━━ Выбранный фрагмент

Приведу последние слова из фильма «Нирвана»:
Джимми?
Да, я стёр «Нирвану». Теперь можешь ни с кем не
играть.
А я уже засомневался в тебе.
Я же обещал тебе.
Постой... Когда ты удалишь меня, я превращусь...
во что?
В снежинку, кружащуюся за окном.
Это не так плохо... Джимми, значит, мы победили?
Мы победили.
Стирай всё. Давай же...
Вот она, законченная и исчерпывающая программа Делёза-Негри, программа современного антиглобализма, прозрение в сущность «общества спектакля». «Стирай всё. Давай же...» Это и есть максимальная программа революции в постмодерне: предложение просто удовлетвориться стиранием. «Кого? Чего?» — «Всего». Это и есть «la volonte au neant», «воля к ничто» Жиля Делёза.
Меонтофаги против семиургов. Это главное социальное противоречие, которое сам постмодерн способен рефлексировать.
Радикальный Субъект и его метагносеология
Радикальный Субъект и его метапарадигмальность в постмодерне
Как к трём типам постчеловеческой социальности относится Радикальный Субъект?
Радикальный Субъект относится с неприязнью к тем, кто эксплуатирует симулякры знаний, с жалостью, брезгливостью и презрением к недолюдям, которые находятся в центре этого процесса, и с определенным пониманием к меонтафагам.
Меня много раз спрашивали, откуда симпатия у традиционалистов к постмодернистам? Являясь паладинами абсолютного ничто, носителями ночи и сборищем коллективных бесов, эти коллеги более точно определяют сущность того, чем является парадигма постмодерна, чем те, кто пытается заделать или приукрасить разверзшуюся на наших глазах онтологическую или эсхатологическую брешь. Одним словом, будучи чудовищами, они ближе к истине.

━━━━
━━ Исходные данные

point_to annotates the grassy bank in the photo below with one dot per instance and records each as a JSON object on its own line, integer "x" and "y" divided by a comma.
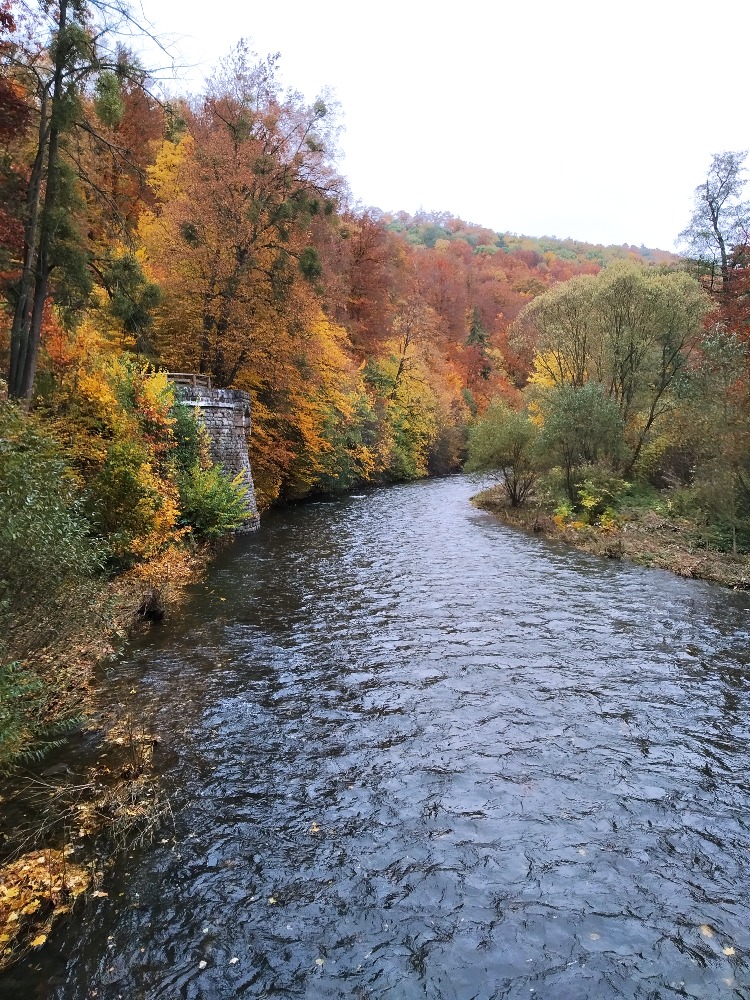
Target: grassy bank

━━━━

» **Задания**:
1/ Кому во фрагменте о постмодерне приписано выражение «воля к ничто»?
2/ Перепишите из фрагмента о постмодерне всё, начиная со слов «Я же обещал» и вплоть до слов «значит, мы победили?».
3/ Допишите следующую часть фрагмента о постмодерне, продолжив его после последнего приведённого предложения.
Данные получены из другого источника.

» **Ответы**:
1/ Жилю Делёзу.

2/
Я же обещал тебе.
Постой... Когда ты удалишь меня, я превращусь...
во что?
В снежинку, кружащуюся за окном.
Это не так плохо... Джимми, значит, мы победили?

3/
Если вы помните геноновскую модель Космического Яйца, то речь там шла о том, что в конце космического цикла яйцо оказывается открытым снизу. И вот через это открытие Космического Яйца снизу, через подчеловеческую реализацию абсолютной ночи, представители меонтофагии, волонтеры ничто тоже чуть-чуть заглядывают за парадигму, причем даже не просто за её шов, связанный с парадигмой модерна (хотя и это верно), но и куда-то глубже, за обратную сторону парадигмы. Но там-то и пребывает Радикальный Субъект.
Как в феномене Консервативной Революции открывается парадоксальная близость ультра-консерваторов и ультра-революционеров, точно так же в гносеологической проблематике постмодерна обнаруживается странное созвучие позиции Радикального Субъекта и меонтофагии.
Радикальный Субъект не имеет абсолютно никакого отношения к прямодушному делёзианскому прославлению ничто, к воле к ничто. Радикальный Субъект мета-парадигмален. Он стоит по ту сторону парадигм. Но только сейчас, в эпоху постмодерна, через корректный анализ и аккуратный разбор гносеосимуляционного процесса как основного процесса парадигмы постмодерна, он способен наглядно проиллюстрировать и понятно обосновать свое отличие не только от парадигмы постмодерна, но и от парадигм вообще. Ведь логика пути Радикального Субъекта постепенно ведет к его обособлению, выделению и становлению самостоятельным, метапарадигмальным полюсом, сверхчеловеком, абсолютно новым персонажем абсолютно новой метапарадигмальной картины.
Именно в постмодерне он способен обнаружить себя как того, кто он есть, высказать и проявить свою собственную программу, чего он не мог сделать ни в парадигме премодерна, ни в парадигме модерна. Только сейчас, в парадигме постмодерна, Радикальный Субъект, сверхчеловек начинает выступать как самостоятельная метапара-дигмалъная инстанция. Он еще невидим, и язык его непонятен, поскольку он метапарадигмален, и то, что он говорит, тоже не может быть интерпретировано в рамках парадигм, в том числе и в парадигме постмодерна.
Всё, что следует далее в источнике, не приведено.